» Exercises to complete:
A) Decide whether each of the following statements agrees with the text on Mr. Wrench and Mr. Numbers: (i) Noah Hawley created the characters; (ii) Russell Harvard portrays Mr. Numbers; (iii) season three is set four years after season one. For each, answer yes or no and quote the deciding words of the text.
B) Reproduce the passage of the text on Mr. Wrench and Mr. Numbers word for word, starting at "- Mr. Numbers" and ending at "one by critics.".

» Document text:
※
- Mr. Numbers (Adam Goldberg, left) and Mr. Wrench (Russell Harvard, right)
- First appearance: "The Rooster Prince" (2014)
- Last appearance: "Palindrome" (2015); (Mr. Numbers); "Somebody to Love" (2017) (Mr. Wrench);
- Created by: Noah Hawley
- Portrayed by: Russell Harvard and Adam Goldberg

In-universe information
- Occupation: Hitmen

= Mr. Wrench and Mr. Numbers =

Fargo characters

Wes Wrench and Grady Numbers, mostly known as Mr. Wrench and Mr. Numbers, are fictional characters of the FX television series Fargo, most prominently appearing as antagonists in the first season. The characters, portrayed respectively by Russell Harvard and Adam Goldberg, were often highlighted as one of the stand-outs of season one by critics.

The characters later briefly re-appear as children in the season two finale "Palindrome", set many years before the first season, with Wrench appearing again as a recurring character in season three, set four years after season one.
※
» Excerpted records:
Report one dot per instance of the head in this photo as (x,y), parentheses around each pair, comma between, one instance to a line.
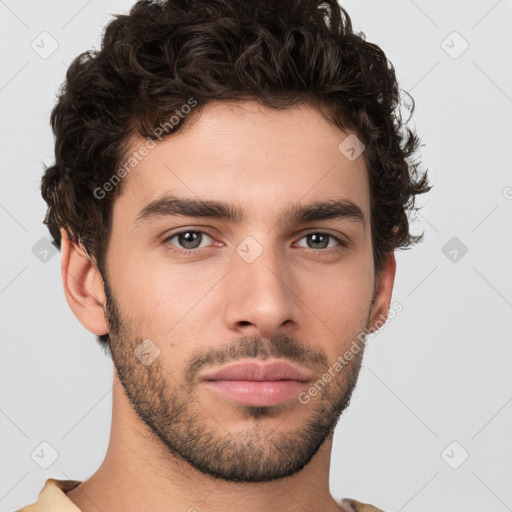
(231,181)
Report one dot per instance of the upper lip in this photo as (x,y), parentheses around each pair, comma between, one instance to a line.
(259,371)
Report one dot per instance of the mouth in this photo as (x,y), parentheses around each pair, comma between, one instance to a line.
(258,383)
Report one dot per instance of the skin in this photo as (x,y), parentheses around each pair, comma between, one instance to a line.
(174,443)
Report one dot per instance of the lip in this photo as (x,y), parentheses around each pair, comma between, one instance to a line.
(259,384)
(259,371)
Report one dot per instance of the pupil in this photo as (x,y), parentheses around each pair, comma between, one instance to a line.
(319,240)
(190,239)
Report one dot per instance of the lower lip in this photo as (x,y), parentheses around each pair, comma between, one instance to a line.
(260,393)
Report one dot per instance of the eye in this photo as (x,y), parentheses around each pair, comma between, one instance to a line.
(189,240)
(320,240)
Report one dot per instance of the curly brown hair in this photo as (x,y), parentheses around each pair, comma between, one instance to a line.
(280,53)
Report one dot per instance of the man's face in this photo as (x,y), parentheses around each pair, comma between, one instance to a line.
(267,278)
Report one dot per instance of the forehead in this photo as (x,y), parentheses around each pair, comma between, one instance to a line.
(250,155)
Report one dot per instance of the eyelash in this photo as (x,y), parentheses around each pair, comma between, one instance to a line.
(342,243)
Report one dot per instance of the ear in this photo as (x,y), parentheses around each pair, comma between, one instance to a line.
(383,292)
(83,286)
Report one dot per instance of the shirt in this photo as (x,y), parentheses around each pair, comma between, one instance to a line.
(52,498)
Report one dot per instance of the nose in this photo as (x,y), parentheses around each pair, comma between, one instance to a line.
(261,296)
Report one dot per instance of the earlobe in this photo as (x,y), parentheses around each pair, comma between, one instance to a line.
(83,286)
(383,293)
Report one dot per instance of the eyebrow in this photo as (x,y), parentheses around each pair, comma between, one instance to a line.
(169,205)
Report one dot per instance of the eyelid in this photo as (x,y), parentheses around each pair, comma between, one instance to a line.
(168,237)
(342,241)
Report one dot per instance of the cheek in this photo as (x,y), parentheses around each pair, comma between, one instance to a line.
(162,298)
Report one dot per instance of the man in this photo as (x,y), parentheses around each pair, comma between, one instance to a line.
(230,183)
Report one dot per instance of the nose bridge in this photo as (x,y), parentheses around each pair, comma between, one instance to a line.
(259,291)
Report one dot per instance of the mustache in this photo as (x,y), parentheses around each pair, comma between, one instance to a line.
(281,346)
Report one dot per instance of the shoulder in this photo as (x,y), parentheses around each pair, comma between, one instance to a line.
(52,497)
(349,505)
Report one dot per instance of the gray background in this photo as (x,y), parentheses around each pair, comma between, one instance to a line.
(436,381)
※
» Answer section:
A)
(i) Yes: "Created by: Noah Hawley"
(ii) No: "Mr. Numbers (Adam Goldberg, left)"
(iii) Yes: "season three, set four years after season one"

B)
- Mr. Numbers (Adam Goldberg, left) and Mr. Wrench (Russell Harvard, right)
- First appearance: "The Rooster Prince" (2014)
- Last appearance: "Palindrome" (2015); (Mr. Numbers); "Somebody to Love" (2017) (Mr. Wrench);
- Created by: Noah Hawley
- Portrayed by: Russell Harvard and Adam Goldberg

In-universe information
- Occupation: Hitmen

= Mr. Wrench and Mr. Numbers =

Fargo characters

Wes Wrench and Grady Numbers, mostly known as Mr. Wrench and Mr. Numbers, are fictional characters of the FX television series Fargo, most prominently appearing as antagonists in the first season. The characters, portrayed respectively by Russell Harvard and Adam Goldberg, were often highlighted as one of the stand-outs of season one by critics.